EXERCISE AIM
Show every line of the records below that contains the word "kiosk", copying each such line in full.

** Begin SUPPLIED INFORMATION **

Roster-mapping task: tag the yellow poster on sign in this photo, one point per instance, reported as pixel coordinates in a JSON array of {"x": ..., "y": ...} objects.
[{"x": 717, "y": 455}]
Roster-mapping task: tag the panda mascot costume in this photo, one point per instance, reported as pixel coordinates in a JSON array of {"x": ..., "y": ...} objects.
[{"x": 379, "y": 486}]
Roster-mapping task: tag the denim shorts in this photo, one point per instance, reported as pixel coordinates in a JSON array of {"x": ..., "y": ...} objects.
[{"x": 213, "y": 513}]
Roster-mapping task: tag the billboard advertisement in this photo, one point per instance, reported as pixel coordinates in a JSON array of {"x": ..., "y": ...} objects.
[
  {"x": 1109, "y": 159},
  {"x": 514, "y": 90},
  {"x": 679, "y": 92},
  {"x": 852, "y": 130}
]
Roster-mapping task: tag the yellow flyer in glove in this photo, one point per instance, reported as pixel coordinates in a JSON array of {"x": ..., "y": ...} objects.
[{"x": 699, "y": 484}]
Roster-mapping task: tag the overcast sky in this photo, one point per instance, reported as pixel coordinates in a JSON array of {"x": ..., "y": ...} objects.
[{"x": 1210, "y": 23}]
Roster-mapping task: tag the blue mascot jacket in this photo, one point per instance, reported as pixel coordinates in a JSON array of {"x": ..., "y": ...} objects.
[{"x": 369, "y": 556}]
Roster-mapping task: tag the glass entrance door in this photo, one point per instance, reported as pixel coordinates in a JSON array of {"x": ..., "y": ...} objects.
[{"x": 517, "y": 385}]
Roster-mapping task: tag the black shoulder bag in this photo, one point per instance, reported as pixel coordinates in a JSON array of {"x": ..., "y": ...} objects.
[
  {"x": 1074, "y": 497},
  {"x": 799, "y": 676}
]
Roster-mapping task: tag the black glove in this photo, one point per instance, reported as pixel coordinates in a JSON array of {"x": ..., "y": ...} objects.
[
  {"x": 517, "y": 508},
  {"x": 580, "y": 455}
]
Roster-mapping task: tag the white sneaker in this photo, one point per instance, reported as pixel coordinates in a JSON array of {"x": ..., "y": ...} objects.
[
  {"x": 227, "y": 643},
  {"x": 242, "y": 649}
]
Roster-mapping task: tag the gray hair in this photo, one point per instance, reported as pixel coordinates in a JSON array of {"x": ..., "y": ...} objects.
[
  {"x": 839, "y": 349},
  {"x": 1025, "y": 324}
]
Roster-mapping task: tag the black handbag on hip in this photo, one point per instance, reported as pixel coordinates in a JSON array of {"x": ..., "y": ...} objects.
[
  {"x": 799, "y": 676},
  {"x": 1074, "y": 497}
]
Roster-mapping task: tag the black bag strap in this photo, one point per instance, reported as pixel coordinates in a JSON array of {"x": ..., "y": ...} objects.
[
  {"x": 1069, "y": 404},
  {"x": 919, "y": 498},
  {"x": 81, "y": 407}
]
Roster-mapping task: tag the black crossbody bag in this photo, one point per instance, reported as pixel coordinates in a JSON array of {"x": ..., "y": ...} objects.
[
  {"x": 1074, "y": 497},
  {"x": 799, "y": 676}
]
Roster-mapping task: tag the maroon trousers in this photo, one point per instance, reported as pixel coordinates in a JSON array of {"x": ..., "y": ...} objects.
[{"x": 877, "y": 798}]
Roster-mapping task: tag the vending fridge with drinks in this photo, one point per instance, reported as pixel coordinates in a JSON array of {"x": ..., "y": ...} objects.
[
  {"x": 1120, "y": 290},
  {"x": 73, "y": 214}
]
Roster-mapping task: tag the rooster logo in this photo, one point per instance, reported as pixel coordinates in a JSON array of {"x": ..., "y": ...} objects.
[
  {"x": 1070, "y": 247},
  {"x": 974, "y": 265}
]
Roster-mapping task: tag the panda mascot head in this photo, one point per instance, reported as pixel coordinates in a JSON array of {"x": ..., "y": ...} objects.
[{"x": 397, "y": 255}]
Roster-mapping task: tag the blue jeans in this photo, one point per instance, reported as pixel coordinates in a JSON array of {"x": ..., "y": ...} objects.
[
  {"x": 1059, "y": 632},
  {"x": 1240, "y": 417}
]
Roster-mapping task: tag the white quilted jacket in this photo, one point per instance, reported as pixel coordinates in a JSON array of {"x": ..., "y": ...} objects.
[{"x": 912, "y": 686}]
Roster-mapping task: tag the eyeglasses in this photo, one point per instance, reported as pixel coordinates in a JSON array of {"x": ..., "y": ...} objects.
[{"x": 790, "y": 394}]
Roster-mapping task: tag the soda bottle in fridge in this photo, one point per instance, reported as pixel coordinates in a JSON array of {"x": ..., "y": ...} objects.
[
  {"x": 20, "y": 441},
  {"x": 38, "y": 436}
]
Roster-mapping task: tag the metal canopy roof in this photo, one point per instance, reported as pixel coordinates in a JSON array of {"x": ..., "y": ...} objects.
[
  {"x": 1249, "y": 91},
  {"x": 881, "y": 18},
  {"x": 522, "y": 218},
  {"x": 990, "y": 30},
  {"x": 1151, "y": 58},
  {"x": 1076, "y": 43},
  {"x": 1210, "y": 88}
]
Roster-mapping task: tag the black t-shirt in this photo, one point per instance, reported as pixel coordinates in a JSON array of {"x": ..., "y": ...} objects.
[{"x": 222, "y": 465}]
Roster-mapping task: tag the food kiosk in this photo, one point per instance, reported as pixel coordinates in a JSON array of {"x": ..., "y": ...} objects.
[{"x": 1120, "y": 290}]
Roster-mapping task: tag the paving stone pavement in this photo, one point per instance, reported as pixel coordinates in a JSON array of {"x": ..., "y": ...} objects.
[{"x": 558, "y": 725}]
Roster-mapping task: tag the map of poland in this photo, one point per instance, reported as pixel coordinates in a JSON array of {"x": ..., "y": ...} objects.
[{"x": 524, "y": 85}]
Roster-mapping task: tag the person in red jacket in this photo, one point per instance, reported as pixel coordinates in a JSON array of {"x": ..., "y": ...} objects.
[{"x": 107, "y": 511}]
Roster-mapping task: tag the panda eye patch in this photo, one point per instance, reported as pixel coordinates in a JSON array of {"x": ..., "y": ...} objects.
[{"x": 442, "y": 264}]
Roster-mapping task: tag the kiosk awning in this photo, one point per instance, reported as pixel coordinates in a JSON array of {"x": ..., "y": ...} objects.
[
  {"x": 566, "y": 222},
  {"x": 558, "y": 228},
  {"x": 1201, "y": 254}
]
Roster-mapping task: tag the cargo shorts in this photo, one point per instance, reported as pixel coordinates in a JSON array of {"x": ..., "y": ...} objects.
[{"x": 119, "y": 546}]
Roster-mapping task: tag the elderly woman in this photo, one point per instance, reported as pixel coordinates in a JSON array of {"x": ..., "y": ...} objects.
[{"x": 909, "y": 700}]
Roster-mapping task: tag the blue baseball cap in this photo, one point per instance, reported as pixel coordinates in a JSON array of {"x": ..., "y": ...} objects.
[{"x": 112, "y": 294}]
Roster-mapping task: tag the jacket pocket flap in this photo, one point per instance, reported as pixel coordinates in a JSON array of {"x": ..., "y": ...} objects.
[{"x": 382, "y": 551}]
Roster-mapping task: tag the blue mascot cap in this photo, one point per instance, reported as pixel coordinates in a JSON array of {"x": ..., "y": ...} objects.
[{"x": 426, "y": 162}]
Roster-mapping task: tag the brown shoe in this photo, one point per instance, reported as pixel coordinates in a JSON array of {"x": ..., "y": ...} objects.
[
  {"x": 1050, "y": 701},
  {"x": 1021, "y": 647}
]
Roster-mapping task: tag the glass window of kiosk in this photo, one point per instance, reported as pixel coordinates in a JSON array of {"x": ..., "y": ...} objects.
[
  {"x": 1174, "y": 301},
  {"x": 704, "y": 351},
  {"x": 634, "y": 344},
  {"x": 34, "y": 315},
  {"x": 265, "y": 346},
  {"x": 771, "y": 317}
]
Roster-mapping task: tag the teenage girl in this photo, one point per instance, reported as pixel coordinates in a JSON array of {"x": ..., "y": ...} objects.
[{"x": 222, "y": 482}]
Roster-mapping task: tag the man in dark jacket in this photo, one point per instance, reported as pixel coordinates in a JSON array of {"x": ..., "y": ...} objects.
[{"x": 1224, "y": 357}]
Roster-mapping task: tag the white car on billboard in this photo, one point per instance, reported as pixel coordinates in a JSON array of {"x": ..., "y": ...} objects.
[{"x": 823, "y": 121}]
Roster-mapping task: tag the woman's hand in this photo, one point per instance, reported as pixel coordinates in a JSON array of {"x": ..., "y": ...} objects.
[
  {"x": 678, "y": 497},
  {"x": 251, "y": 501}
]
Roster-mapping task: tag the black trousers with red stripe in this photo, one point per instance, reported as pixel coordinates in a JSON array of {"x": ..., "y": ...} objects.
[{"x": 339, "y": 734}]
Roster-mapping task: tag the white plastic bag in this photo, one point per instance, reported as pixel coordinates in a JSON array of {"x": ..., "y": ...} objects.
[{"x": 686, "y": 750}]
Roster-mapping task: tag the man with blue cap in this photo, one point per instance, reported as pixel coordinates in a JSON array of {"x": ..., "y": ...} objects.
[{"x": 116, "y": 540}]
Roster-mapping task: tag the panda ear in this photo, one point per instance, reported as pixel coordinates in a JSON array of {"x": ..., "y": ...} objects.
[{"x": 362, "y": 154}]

** End SUPPLIED INFORMATION **
** Begin SUPPLIED INFORMATION **

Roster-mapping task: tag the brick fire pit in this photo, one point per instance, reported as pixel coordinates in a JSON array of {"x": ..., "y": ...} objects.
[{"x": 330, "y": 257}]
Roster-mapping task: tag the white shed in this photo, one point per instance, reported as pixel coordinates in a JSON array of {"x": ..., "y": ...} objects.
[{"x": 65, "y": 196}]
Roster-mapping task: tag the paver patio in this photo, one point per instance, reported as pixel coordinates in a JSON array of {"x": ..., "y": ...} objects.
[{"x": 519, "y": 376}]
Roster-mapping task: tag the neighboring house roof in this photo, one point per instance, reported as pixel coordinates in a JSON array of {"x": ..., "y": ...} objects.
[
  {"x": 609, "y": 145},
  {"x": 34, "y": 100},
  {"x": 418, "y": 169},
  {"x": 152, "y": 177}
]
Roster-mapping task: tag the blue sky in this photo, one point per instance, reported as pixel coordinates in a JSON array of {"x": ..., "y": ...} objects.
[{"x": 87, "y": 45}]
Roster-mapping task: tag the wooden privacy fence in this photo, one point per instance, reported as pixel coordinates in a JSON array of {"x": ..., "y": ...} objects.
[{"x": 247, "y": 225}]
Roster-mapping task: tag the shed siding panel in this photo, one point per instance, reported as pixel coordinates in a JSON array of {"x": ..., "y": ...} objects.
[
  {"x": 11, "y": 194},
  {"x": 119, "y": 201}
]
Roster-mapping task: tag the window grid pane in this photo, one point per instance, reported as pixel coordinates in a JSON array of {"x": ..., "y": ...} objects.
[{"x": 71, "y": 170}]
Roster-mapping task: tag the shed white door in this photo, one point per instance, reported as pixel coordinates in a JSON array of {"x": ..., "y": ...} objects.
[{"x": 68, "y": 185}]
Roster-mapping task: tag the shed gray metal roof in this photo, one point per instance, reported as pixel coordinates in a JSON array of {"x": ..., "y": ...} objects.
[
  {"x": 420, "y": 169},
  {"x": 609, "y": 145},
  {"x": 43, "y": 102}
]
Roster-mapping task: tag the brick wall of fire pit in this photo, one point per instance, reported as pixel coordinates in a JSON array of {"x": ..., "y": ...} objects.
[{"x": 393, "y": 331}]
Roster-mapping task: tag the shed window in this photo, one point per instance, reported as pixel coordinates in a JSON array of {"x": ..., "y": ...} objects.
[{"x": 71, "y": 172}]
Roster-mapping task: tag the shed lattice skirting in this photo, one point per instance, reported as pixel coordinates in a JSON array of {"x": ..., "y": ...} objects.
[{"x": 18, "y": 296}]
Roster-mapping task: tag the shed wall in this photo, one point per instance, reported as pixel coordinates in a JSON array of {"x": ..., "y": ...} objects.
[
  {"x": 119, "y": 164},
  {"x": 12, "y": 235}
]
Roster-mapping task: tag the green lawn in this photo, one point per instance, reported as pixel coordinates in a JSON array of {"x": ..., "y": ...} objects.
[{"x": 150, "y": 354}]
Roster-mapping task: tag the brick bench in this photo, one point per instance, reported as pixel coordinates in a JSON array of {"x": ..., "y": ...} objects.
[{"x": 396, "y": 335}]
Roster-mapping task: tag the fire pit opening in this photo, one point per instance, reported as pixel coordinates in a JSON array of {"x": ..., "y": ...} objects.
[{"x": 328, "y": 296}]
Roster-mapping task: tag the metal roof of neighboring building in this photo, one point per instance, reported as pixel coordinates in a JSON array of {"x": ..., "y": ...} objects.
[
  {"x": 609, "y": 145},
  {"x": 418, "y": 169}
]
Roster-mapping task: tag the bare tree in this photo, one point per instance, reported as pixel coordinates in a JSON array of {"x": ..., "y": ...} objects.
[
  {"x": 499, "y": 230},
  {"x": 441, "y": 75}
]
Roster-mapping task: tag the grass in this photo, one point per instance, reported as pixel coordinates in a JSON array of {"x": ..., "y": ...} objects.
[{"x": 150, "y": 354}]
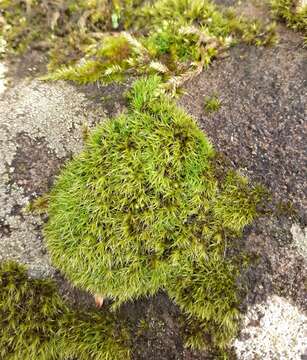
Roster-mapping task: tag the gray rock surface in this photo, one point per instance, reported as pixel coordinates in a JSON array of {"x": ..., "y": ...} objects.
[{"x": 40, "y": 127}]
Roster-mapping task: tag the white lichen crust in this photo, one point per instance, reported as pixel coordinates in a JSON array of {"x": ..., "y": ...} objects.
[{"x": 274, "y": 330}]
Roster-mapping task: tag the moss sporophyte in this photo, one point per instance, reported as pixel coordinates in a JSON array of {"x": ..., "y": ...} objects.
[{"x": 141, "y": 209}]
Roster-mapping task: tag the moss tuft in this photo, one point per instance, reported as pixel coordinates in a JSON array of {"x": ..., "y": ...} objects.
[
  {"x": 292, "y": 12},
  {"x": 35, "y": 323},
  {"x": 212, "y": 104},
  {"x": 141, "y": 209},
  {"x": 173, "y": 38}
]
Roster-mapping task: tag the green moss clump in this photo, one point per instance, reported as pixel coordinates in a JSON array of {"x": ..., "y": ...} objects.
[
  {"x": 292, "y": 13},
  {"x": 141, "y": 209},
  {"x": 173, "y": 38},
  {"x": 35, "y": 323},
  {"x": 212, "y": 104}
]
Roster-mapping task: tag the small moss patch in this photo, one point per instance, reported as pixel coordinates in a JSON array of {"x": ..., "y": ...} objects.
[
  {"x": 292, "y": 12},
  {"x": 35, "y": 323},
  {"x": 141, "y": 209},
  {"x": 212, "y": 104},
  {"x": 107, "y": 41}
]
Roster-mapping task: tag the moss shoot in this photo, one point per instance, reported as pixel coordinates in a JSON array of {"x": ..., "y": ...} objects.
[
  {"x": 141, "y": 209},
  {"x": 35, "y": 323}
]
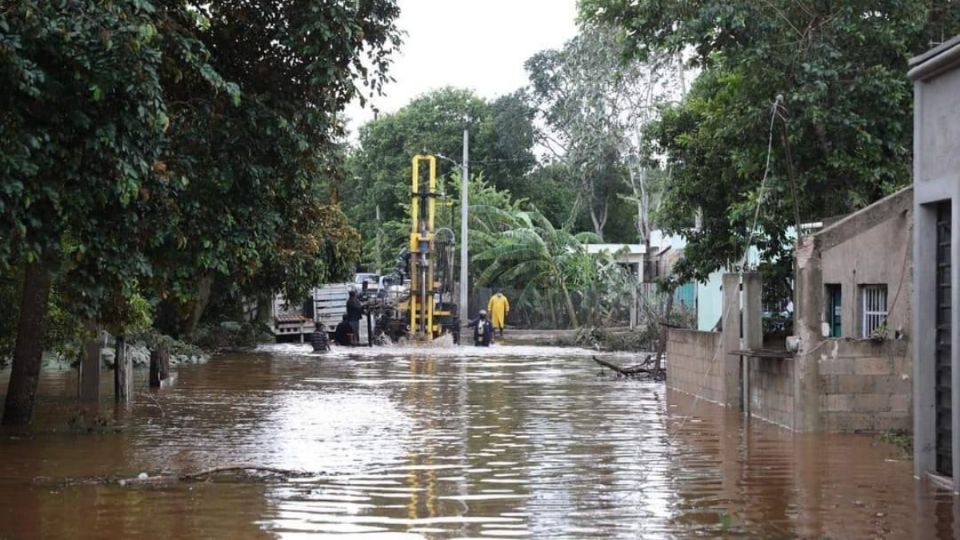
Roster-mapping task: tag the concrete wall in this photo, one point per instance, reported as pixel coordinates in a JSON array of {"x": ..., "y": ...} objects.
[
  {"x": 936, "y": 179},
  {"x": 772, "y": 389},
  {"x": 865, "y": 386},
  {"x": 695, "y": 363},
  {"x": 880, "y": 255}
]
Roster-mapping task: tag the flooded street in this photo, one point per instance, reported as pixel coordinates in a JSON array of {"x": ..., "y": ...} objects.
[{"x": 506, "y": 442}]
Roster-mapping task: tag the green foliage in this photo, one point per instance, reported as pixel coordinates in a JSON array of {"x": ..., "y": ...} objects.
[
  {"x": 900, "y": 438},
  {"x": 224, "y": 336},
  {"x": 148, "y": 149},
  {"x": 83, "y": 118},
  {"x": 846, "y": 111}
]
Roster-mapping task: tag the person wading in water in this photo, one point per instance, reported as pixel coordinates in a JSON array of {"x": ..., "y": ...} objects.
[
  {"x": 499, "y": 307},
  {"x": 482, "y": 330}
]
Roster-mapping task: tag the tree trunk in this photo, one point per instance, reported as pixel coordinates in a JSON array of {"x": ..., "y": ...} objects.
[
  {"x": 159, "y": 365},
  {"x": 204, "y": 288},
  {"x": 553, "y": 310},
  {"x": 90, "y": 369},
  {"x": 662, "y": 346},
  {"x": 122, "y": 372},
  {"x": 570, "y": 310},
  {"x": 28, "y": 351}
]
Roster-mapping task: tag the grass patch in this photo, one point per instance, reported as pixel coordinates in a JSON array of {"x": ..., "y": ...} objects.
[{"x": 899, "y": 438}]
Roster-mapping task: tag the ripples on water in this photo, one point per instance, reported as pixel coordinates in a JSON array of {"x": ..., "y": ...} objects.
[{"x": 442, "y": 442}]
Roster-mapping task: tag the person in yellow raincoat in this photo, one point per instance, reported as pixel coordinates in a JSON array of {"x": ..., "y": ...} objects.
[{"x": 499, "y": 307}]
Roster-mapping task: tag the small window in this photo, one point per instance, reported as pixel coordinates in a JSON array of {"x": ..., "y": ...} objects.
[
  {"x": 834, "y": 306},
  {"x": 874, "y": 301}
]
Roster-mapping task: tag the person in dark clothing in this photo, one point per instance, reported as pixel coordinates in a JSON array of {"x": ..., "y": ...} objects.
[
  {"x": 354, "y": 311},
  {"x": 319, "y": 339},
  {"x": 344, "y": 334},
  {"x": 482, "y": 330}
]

** End SUPPLIED INFORMATION **
** Begin SUPPLIED INFORMATION **

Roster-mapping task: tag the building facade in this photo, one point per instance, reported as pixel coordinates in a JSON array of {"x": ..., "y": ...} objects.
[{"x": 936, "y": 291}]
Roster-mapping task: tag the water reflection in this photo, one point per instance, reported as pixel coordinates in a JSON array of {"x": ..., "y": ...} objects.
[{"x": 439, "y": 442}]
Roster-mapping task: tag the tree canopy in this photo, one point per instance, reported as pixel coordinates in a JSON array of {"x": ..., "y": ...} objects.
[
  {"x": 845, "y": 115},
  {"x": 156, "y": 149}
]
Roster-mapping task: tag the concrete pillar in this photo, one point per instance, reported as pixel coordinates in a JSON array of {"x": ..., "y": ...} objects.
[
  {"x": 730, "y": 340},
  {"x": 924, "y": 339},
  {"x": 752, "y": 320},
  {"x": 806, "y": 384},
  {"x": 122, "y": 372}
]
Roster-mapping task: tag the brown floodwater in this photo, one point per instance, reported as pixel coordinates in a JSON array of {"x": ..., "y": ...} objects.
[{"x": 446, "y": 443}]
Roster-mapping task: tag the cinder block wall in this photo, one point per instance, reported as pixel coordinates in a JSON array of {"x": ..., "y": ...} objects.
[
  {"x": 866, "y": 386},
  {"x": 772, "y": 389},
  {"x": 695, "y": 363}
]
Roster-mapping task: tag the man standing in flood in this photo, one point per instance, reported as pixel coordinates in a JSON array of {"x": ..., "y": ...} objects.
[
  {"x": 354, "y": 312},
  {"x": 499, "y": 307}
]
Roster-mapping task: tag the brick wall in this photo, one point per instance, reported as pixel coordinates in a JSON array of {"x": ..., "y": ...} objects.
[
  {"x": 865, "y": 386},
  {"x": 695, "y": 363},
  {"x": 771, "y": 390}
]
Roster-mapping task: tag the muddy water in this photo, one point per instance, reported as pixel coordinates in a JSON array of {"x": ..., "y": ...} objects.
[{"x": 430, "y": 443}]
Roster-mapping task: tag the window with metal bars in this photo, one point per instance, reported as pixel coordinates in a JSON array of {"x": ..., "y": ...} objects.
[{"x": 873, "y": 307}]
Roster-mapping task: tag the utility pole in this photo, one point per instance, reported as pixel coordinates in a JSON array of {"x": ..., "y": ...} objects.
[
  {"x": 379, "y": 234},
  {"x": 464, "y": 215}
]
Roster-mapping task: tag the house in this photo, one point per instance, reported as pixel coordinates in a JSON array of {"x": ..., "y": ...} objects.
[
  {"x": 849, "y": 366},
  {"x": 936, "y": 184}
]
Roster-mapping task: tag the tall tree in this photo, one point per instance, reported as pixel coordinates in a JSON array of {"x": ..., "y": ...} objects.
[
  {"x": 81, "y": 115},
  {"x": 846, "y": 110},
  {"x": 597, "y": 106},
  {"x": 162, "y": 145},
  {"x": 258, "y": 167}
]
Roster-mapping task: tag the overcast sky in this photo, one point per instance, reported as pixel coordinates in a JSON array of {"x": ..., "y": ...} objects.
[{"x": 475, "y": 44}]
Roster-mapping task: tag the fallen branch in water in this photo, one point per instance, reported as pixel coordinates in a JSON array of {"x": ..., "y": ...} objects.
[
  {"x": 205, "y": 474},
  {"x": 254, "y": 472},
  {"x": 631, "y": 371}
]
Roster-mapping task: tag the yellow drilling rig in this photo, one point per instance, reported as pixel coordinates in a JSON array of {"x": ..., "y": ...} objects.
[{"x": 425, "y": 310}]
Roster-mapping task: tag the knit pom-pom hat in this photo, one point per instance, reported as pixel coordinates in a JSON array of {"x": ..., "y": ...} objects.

** End SUPPLIED INFORMATION **

ANSWER TO THE TASK
Roster-mapping task: tag the food kiosk in this photo, one point per instance, reported as pixel coordinates in a JSON array of {"x": ..., "y": ...} objects.
Roster-mapping task: tag the kiosk awning in this photo, one point per instance, reported as pixel coordinates in a JSON array of {"x": ..., "y": ...} objects.
Roster-mapping task: tag the glass window of kiosk in this photo, one point per instance, reported as pixel coordinates in a JSON array of {"x": ..., "y": ...} objects.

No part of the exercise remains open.